### Instruction 1
Report only the number of lines in the entries that contain the string "pale". Case counts.

### Text segment
————————
'Shanghai' is a mess, but a likable mess
Shanghai is one of those oddball films that just doesn't seem to fit anywhere. A derivative, muddled Casablanca-esque WWII spy thriller helmed by the reasonably accomplished Mikael Håfström (Evil, Derailed, The Rite), who specializes in crime thrillers and high-concept horror, it's not a good film, and it holds little prospect of commercial or critical success.

Shanghai is one of those oddball films that just doesn't seem to fit anywhere.
A derivative, muddled Casablanca-esque WWII spy thriller helmed by the reasonably accomplished Mikael Håfström (Evil, Derailed, The Rite), who specializes in crime thrillers and high-concept horror, it's not a good film, and it holds little prospect of commercial or critical success.
Perhaps that's why it languished in film-industry purgatory for five years before the Weinstein Co. finally gave it a limited release this month.
Yet. And yet. Hmm. Well, I really liked it, despite my better judgment.
John Cusack is badly miscast as Paul Soames, a Dashiell Hammett-esque American intelligence officer posing as a pro-Nazi journalist in Berlin, who follows a group of German dignitaries for a diplomatic visit to Shanghai.
A remarkable city, Shanghai is on the verge of being taken by Japanese forces, who already control much of China. The city is filled with soldiers, spies, drug dealers, arms merchants, and call girls from every corner of the globe.
Soames is called into action when his friend and fellow spy Conner (Jeffrey Dean Morgan) is brutally murdered after stumbling on a piece of information that suggests Japan's fleet may be amassing against U.S. forces in the Pacific.
That's right: Shanghai is about Japan's plot to attack Pearl Harbor. It's October 1941, and virtually everyone in the American intelligence establishment is blissfully unaware of Japan's plans. Everyone, that is, except Conner.
————————
### Provided material
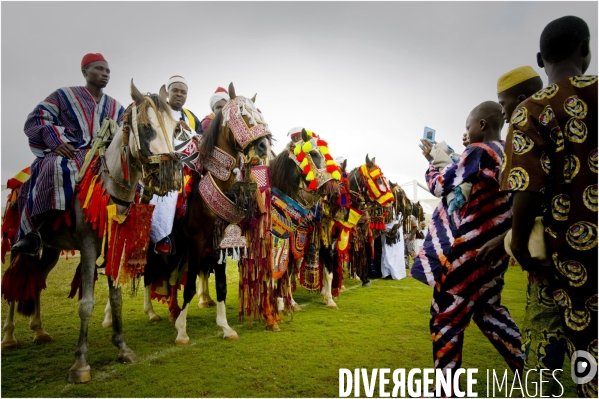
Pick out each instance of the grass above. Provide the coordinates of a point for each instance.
(384, 326)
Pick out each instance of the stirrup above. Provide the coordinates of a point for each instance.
(30, 245)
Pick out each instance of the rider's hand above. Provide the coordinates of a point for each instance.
(465, 140)
(426, 148)
(65, 150)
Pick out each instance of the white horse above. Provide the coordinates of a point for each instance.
(149, 144)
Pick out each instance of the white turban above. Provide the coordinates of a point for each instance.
(176, 79)
(219, 94)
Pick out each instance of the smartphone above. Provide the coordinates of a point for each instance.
(429, 134)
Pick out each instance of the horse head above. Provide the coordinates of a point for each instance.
(369, 187)
(238, 127)
(306, 171)
(151, 128)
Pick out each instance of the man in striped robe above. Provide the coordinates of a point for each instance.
(466, 288)
(551, 168)
(60, 130)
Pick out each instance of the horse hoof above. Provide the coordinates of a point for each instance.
(232, 337)
(9, 344)
(155, 317)
(42, 338)
(127, 356)
(80, 376)
(206, 304)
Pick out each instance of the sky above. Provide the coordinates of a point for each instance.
(367, 77)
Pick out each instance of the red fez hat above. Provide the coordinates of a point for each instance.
(91, 57)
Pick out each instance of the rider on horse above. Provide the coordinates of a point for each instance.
(60, 131)
(164, 213)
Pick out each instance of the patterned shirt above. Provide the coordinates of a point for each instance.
(553, 150)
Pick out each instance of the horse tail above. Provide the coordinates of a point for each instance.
(22, 282)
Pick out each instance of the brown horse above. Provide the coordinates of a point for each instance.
(238, 136)
(288, 178)
(372, 196)
(147, 143)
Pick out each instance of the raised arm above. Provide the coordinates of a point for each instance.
(441, 183)
(43, 128)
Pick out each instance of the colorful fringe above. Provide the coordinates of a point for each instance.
(126, 237)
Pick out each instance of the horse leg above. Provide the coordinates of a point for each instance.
(126, 355)
(173, 303)
(221, 295)
(203, 291)
(80, 371)
(49, 259)
(107, 314)
(9, 341)
(148, 307)
(35, 324)
(327, 290)
(193, 265)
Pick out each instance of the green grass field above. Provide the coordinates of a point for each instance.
(383, 326)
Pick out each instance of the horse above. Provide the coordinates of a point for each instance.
(290, 177)
(217, 144)
(238, 138)
(371, 198)
(140, 149)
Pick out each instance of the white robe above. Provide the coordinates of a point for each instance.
(419, 242)
(163, 216)
(392, 260)
(166, 207)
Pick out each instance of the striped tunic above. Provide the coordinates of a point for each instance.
(466, 290)
(68, 115)
(453, 240)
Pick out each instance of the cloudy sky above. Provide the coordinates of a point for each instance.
(367, 77)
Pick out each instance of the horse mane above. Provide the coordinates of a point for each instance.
(210, 137)
(161, 106)
(285, 175)
(351, 177)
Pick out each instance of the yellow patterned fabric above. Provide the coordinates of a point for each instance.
(553, 151)
(514, 77)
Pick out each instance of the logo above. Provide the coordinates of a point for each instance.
(584, 367)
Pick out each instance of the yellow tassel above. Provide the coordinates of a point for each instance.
(307, 147)
(90, 191)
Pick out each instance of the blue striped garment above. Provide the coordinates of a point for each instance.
(453, 240)
(68, 115)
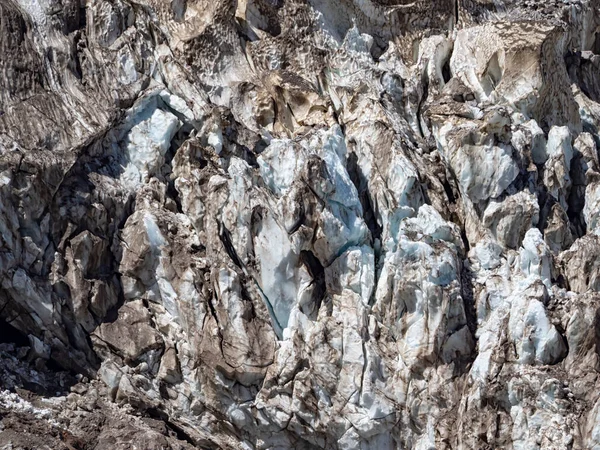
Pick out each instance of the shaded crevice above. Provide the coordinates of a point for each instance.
(360, 182)
(156, 413)
(11, 335)
(317, 272)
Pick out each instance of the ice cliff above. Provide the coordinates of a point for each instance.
(308, 224)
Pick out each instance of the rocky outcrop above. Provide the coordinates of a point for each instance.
(299, 224)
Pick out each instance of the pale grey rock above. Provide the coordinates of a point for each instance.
(300, 224)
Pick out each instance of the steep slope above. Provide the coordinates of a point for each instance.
(300, 224)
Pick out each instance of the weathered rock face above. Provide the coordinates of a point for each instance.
(300, 224)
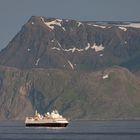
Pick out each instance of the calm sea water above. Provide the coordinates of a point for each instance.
(76, 130)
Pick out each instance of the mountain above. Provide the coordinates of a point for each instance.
(88, 95)
(69, 44)
(86, 70)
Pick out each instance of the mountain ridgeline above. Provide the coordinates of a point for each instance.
(86, 70)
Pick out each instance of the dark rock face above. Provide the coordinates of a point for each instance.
(71, 66)
(69, 44)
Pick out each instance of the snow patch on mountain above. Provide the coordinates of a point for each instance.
(71, 64)
(51, 24)
(101, 26)
(73, 49)
(105, 76)
(88, 46)
(37, 61)
(28, 49)
(55, 48)
(97, 48)
(133, 25)
(101, 54)
(79, 23)
(123, 28)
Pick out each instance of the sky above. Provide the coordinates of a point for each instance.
(15, 13)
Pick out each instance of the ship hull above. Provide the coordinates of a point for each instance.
(46, 124)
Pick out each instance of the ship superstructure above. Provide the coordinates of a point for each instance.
(53, 119)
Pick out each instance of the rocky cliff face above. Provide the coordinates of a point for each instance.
(71, 66)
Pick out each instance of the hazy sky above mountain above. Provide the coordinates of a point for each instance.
(15, 13)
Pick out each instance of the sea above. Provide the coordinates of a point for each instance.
(76, 130)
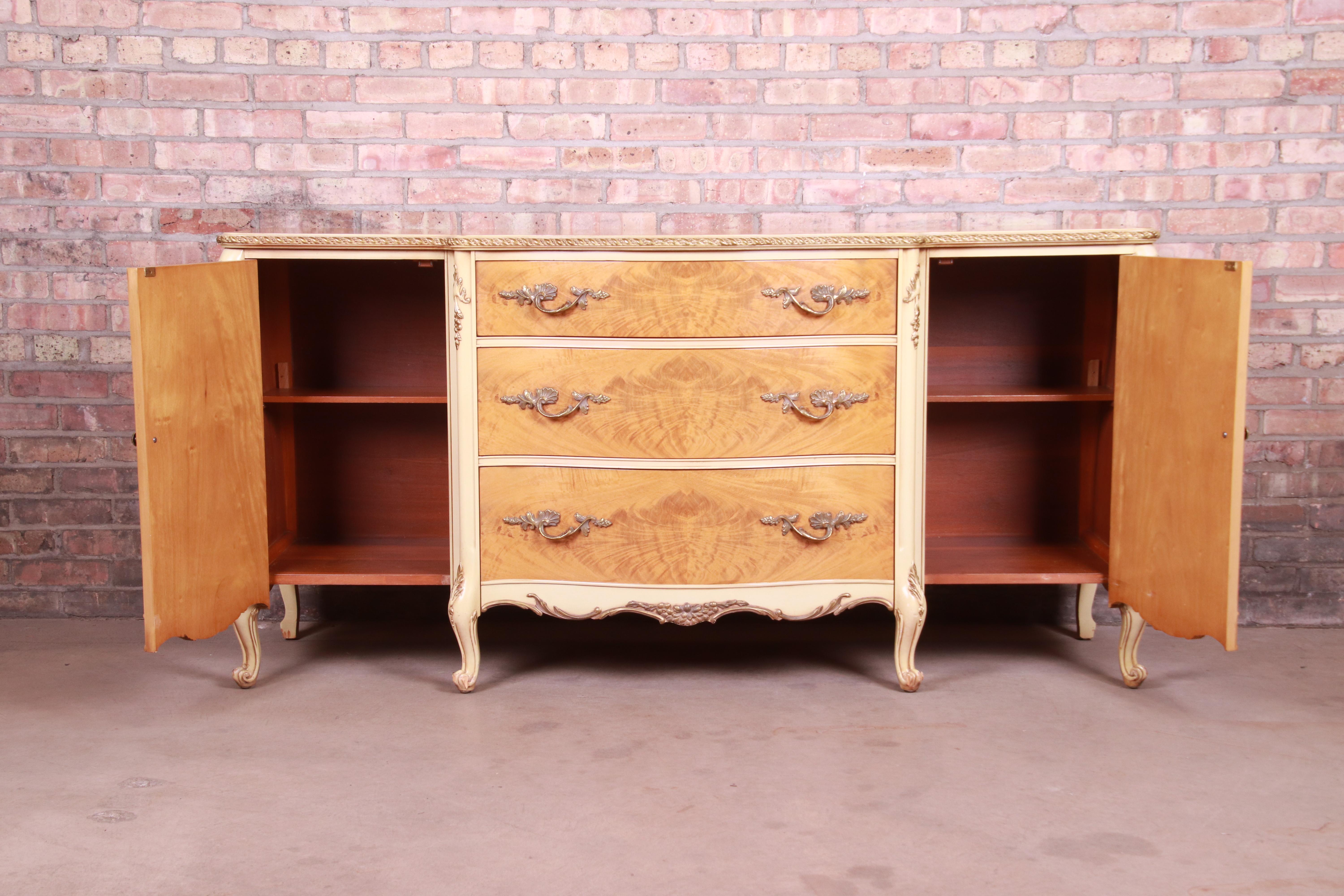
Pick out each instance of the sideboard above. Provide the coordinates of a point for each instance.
(691, 426)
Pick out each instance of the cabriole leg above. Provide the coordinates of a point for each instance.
(463, 613)
(248, 639)
(290, 625)
(911, 613)
(1131, 631)
(1087, 625)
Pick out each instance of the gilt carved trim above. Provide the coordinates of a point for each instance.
(799, 241)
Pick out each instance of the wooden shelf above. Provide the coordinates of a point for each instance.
(404, 562)
(990, 561)
(353, 397)
(1021, 394)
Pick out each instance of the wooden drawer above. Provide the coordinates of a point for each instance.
(693, 299)
(687, 527)
(682, 404)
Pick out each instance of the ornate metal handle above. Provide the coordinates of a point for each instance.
(545, 519)
(546, 396)
(821, 398)
(818, 520)
(821, 293)
(540, 293)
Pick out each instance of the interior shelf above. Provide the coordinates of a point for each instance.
(999, 561)
(354, 397)
(392, 562)
(1021, 394)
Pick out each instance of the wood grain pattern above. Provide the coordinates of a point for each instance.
(687, 527)
(1181, 394)
(197, 355)
(693, 299)
(687, 404)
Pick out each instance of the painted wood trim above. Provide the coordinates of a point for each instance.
(787, 242)
(689, 464)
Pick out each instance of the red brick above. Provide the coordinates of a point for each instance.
(33, 117)
(1126, 17)
(659, 127)
(439, 191)
(1018, 90)
(816, 23)
(1232, 85)
(513, 21)
(205, 221)
(1146, 88)
(296, 18)
(454, 125)
(1009, 19)
(1306, 220)
(192, 17)
(1267, 187)
(61, 573)
(407, 158)
(939, 191)
(705, 22)
(690, 92)
(1318, 13)
(267, 123)
(1218, 221)
(28, 417)
(771, 159)
(303, 89)
(904, 92)
(382, 19)
(554, 190)
(193, 86)
(913, 21)
(88, 14)
(151, 189)
(1277, 120)
(506, 92)
(1304, 422)
(622, 92)
(604, 22)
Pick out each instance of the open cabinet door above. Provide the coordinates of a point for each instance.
(197, 359)
(1181, 398)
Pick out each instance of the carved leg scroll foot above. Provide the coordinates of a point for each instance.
(911, 614)
(290, 625)
(248, 639)
(463, 614)
(1131, 631)
(1087, 625)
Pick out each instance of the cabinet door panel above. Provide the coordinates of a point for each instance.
(197, 355)
(1181, 397)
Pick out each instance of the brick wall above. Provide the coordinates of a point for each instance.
(132, 132)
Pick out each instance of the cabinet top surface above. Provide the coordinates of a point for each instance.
(751, 241)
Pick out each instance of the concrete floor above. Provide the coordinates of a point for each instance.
(748, 758)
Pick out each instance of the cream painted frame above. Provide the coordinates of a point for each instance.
(915, 253)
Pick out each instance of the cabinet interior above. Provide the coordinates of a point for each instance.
(355, 390)
(1019, 436)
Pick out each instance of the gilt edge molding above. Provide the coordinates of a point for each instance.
(806, 241)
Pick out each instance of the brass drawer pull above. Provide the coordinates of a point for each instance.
(821, 293)
(545, 519)
(821, 398)
(546, 396)
(818, 520)
(540, 293)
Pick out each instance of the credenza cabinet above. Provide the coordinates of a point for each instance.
(687, 428)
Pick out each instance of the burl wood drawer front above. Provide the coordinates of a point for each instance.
(687, 527)
(693, 299)
(682, 404)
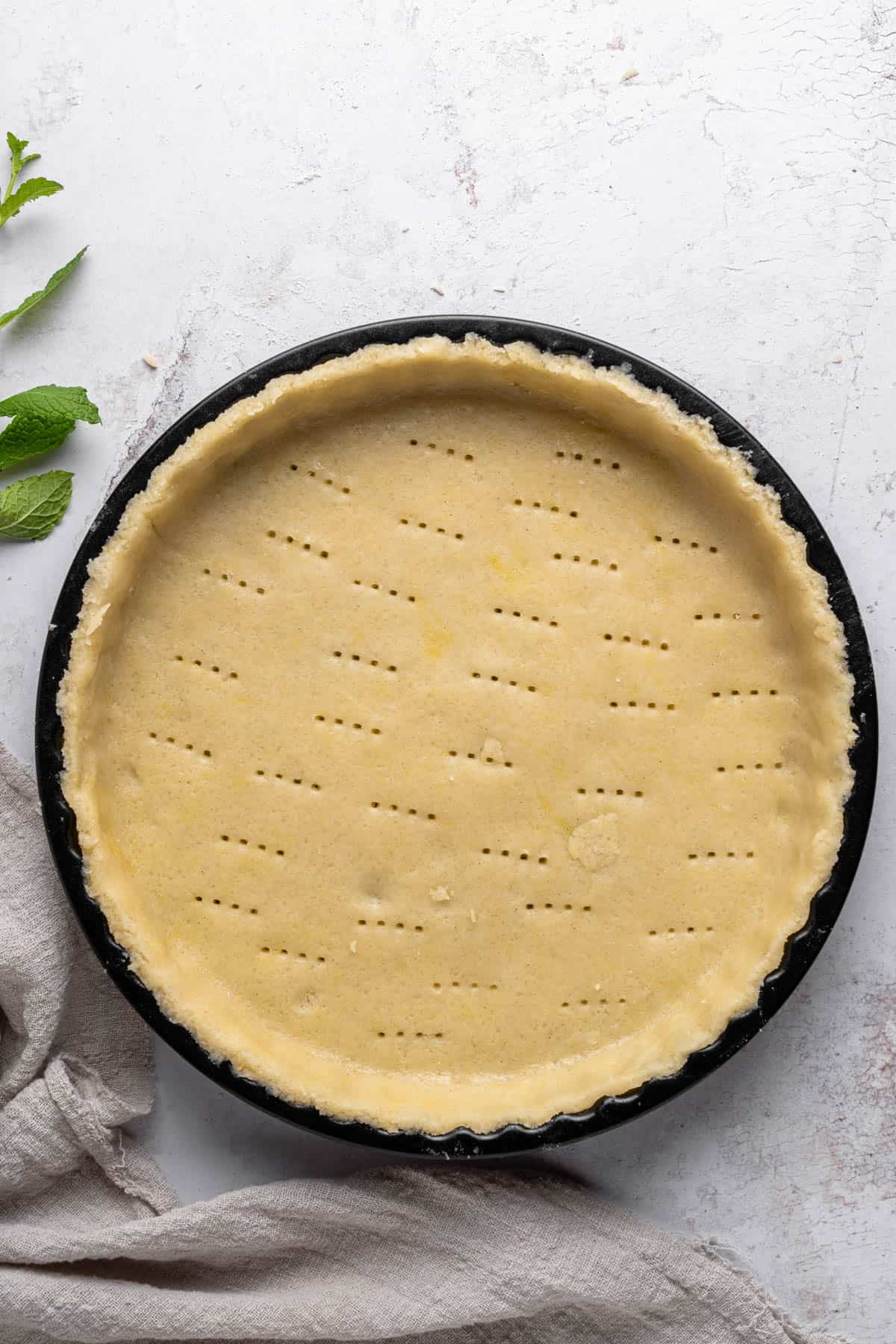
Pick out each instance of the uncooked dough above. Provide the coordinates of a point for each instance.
(430, 690)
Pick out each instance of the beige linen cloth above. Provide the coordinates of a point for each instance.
(94, 1245)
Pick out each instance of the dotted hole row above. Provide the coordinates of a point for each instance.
(307, 546)
(479, 676)
(564, 909)
(181, 746)
(524, 856)
(323, 480)
(677, 933)
(473, 756)
(378, 588)
(264, 848)
(721, 853)
(284, 779)
(217, 900)
(285, 952)
(208, 667)
(373, 663)
(408, 812)
(385, 924)
(582, 559)
(629, 638)
(520, 616)
(449, 452)
(676, 541)
(635, 705)
(414, 1035)
(423, 527)
(618, 793)
(344, 724)
(548, 508)
(458, 984)
(581, 457)
(718, 695)
(597, 1003)
(726, 769)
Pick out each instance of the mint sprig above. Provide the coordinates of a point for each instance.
(31, 508)
(15, 198)
(43, 417)
(33, 300)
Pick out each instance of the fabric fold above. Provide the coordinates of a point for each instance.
(94, 1248)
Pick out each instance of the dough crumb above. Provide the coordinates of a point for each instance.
(595, 844)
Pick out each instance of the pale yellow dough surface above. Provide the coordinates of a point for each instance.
(455, 735)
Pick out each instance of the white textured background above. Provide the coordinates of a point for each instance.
(254, 174)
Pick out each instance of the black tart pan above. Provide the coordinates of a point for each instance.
(801, 949)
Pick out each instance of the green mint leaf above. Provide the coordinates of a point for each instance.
(27, 437)
(42, 420)
(57, 279)
(72, 402)
(30, 190)
(16, 148)
(31, 508)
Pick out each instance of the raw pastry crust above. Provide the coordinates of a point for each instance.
(455, 734)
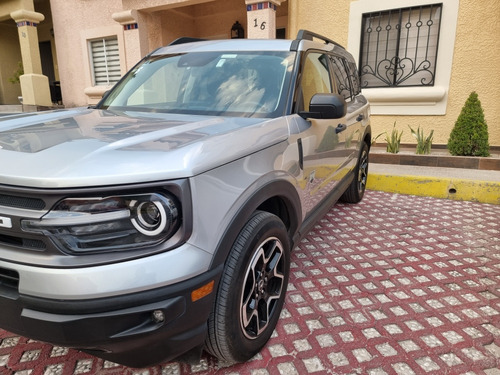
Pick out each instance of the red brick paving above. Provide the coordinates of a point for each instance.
(393, 285)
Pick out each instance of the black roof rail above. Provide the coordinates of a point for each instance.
(309, 35)
(185, 39)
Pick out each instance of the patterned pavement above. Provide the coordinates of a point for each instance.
(393, 285)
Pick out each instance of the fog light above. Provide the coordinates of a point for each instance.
(158, 316)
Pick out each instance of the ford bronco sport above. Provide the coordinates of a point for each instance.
(160, 222)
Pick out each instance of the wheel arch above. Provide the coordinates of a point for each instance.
(277, 197)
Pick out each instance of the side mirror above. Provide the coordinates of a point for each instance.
(326, 106)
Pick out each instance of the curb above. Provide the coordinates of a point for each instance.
(449, 188)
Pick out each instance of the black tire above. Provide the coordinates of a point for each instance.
(356, 189)
(252, 290)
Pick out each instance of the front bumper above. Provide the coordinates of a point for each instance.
(121, 328)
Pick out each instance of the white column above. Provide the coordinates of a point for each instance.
(34, 85)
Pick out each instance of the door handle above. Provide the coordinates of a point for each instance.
(340, 128)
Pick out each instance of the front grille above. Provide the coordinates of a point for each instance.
(25, 243)
(9, 278)
(21, 202)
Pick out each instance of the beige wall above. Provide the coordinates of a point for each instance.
(475, 62)
(73, 22)
(475, 68)
(9, 41)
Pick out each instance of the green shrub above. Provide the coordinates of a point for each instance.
(423, 143)
(393, 140)
(469, 136)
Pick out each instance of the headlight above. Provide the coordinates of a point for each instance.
(109, 223)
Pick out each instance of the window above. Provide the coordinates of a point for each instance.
(228, 83)
(105, 61)
(399, 46)
(315, 79)
(410, 95)
(346, 77)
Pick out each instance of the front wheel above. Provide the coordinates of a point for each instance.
(252, 290)
(356, 189)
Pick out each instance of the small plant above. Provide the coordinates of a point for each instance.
(17, 73)
(469, 136)
(423, 143)
(393, 140)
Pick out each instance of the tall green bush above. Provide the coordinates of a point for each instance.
(469, 136)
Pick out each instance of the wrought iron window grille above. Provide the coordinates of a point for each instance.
(399, 47)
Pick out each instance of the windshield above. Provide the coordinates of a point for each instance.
(214, 83)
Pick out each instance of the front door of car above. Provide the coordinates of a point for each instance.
(347, 84)
(321, 141)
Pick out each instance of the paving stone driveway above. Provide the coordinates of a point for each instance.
(393, 285)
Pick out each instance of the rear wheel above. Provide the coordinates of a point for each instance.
(252, 290)
(356, 189)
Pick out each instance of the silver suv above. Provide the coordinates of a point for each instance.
(160, 222)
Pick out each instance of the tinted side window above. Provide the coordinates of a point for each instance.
(341, 77)
(354, 76)
(315, 79)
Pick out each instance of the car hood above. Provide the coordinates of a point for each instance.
————————
### Instruction 2
Answer these questions from the Shanghai review:
(a) How long did the film sit unreleased before the Weinstein Co. put it out?
(b) Who plays Conner?
(c) In what month and year is the story set?

### Written solution 1
2

### Written solution 2
(a) Five years
(b) Jeffrey Dean Morgan
(c) October 1941